Reproduce every line of the data below, keeping the requests unchanged, and shift each bounding-box coordinate in the answers by adding 23 to it.

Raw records
------------------------------------------------
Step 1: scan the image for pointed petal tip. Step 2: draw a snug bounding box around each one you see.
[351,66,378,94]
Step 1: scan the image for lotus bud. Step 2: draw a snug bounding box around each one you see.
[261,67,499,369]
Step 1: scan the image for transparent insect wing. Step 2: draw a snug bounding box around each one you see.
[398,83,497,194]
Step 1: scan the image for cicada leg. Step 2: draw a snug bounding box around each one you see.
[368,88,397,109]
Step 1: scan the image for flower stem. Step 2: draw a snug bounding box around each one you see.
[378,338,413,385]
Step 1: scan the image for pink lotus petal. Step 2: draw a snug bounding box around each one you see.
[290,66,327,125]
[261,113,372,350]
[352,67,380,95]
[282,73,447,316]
------------------------------------------------
**SOLUTION FOR THIS EXERCISE**
Step 1: scan the image for pointed petal tip. Step 2: draw a snug bounding box around each one you see.
[374,89,401,117]
Step 1: scan the image for lotus bud. Step 2: draw a snug bounding box around each one you see.
[284,90,522,392]
Step 1: scan the image for transparent insect wing. Step 2: draw a snug bounding box around each one you see.
[421,106,520,217]
Step 1: scan the image for cicada leg. Step 2: draw a snug bounding box around each one you see.
[391,111,420,132]
Step 1: scan the image for flower stem. Step 2: draw a snug bounding box around each one you see.
[401,361,436,408]
Step 1: scan the image for pink lotus petal. Step 2: draw a snug bounding box around each one you see.
[313,89,350,148]
[284,136,395,373]
[375,90,403,118]
[305,96,470,339]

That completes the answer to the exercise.